# Problem details:
Reproduce the forum post about New York sightseeing below word for word, line breaks included.

# Passage shown:
Start

No, it's not. Times Square is a giant mall. A tourist trap with the same crap you'll see anywhere. You don't need to come to New York to eat at Applebee's.

Quote:
Originally Posted by CalMeacham View Post
-- Go to the Big Museums (Natural History, Metropolitan Museum of Art, Museum of Modern Art)
--Go to any of a number of less well-known museums (Whitney, Guggenheim, Museum of the city of New York, New York Historical Society, The Cloisters, etc.)
-- Walk up and down Fifth Avenue, window-shopping, seeing t. Patrick's, visiting Rockefeller Center
-- Go to the Central Park Zoo
-- See if you can get cheap tickets to a Broadway show
-- Go to an off-Broadway show
-- Visit the Empire State Building or the Site of the World Trade Center, The Flatiron Building, the Chrysler Building or some such
-- Go to quasi-historical sites (Fraunces Tavern, Castle Clinton, etc.)

End

# Entries shown:
Start

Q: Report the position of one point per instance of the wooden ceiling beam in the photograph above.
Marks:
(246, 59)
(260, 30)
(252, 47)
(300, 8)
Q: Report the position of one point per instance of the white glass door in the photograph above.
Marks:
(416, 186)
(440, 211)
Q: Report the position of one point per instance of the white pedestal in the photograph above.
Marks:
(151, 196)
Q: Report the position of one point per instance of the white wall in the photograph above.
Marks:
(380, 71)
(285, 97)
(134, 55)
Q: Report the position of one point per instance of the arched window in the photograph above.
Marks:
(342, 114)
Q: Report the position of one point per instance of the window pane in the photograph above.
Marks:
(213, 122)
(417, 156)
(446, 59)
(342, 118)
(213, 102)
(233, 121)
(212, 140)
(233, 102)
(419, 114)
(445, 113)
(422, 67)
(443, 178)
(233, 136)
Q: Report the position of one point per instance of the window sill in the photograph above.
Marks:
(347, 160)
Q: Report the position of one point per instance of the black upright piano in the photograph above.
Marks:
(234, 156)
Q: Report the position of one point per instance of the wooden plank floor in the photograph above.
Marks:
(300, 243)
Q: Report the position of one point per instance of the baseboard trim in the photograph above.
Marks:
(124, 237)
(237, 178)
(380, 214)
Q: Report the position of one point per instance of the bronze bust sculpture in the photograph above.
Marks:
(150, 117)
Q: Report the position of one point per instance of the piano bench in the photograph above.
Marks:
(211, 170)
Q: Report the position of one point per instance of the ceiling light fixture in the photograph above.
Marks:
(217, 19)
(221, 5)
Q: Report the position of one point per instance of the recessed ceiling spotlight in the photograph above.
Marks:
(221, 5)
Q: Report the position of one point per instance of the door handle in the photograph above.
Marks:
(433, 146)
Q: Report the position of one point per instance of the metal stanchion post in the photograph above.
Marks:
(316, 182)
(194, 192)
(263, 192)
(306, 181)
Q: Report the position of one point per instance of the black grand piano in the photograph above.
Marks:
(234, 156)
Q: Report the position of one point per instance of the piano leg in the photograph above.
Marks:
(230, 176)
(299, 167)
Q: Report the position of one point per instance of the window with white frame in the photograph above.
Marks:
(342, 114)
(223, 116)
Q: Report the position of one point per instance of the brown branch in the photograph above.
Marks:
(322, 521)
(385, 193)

End
Start

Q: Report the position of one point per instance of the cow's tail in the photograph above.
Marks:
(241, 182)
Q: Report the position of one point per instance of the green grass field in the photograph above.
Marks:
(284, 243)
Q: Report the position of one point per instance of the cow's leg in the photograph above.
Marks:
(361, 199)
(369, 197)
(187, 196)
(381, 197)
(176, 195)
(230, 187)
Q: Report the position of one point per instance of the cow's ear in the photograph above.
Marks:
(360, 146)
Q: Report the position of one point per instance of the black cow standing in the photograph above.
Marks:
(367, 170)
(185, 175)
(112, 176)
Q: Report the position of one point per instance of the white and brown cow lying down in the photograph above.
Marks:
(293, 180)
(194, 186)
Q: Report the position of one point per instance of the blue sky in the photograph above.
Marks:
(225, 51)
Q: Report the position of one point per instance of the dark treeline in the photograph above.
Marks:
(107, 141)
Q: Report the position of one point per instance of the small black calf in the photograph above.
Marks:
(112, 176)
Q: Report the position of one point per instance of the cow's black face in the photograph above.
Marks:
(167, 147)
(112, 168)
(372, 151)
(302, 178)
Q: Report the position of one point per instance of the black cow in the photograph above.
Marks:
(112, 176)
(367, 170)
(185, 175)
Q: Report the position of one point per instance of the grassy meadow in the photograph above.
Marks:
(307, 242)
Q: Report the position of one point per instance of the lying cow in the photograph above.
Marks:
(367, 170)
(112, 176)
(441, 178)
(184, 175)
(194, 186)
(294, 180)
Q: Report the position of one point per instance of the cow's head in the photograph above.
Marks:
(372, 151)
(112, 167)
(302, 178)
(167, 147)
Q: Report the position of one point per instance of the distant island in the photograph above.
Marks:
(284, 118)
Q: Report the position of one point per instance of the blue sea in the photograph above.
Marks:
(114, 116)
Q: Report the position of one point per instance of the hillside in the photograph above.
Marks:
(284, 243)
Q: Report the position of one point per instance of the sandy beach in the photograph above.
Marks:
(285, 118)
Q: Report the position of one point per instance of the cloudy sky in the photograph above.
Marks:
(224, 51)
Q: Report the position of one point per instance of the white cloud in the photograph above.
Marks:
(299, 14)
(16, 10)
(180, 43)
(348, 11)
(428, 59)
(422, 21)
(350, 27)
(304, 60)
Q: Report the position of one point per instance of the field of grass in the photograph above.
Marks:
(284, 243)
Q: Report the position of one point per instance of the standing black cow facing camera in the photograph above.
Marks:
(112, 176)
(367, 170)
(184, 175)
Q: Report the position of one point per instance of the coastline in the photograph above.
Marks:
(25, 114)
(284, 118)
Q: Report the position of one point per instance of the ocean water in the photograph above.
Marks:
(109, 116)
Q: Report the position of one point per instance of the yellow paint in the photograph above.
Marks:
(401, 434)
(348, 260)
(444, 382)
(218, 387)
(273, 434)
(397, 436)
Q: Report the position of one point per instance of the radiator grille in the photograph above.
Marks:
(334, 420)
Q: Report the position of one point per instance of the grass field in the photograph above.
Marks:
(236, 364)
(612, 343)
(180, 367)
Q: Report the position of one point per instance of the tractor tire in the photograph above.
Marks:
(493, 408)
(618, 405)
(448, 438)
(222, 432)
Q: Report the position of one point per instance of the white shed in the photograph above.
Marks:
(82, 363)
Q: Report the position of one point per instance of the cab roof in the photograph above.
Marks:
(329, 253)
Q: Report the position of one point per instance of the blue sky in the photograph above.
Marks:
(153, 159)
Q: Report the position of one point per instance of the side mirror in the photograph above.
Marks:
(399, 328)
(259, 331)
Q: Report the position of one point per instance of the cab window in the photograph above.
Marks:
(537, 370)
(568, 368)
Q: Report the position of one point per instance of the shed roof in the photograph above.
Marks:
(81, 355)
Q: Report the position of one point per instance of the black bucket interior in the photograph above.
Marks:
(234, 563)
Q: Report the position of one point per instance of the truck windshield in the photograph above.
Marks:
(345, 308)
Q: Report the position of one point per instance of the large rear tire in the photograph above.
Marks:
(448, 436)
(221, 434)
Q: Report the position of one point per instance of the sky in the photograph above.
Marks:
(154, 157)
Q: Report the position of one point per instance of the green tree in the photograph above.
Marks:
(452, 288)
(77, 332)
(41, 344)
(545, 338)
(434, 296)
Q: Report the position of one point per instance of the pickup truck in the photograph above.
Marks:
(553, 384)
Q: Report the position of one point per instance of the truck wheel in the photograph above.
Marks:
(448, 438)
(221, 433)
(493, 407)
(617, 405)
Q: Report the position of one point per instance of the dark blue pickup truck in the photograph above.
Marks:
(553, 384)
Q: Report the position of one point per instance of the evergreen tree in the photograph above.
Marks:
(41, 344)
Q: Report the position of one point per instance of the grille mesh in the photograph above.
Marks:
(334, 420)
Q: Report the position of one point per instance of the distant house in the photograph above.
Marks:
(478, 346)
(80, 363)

End

# Exercise response:
No, it's not. Times Square is a giant mall. A tourist trap with the same crap you'll see anywhere. You don't need to come to New York to eat at Applebee's.

Quote:
Originally Posted by CalMeacham View Post
-- Go to the Big Museums (Natural History, Metropolitan Museum of Art, Museum of Modern Art)
--Go to any of a number of less well-known museums (Whitney, Guggenheim, Museum of the city of New York, New York Historical Society, The Cloisters, etc.)
-- Walk up and down Fifth Avenue, window-shopping, seeing t. Patrick's, visiting Rockefeller Center
-- Go to the Central Park Zoo
-- See if you can get cheap tickets to a Broadway show
-- Go to an off-Broadway show
-- Visit the Empire State Building or the Site of the World Trade Center, The Flatiron Building, the Chrysler Building or some such
-- Go to quasi-historical sites (Fraunces Tavern, Castle Clinton, etc.)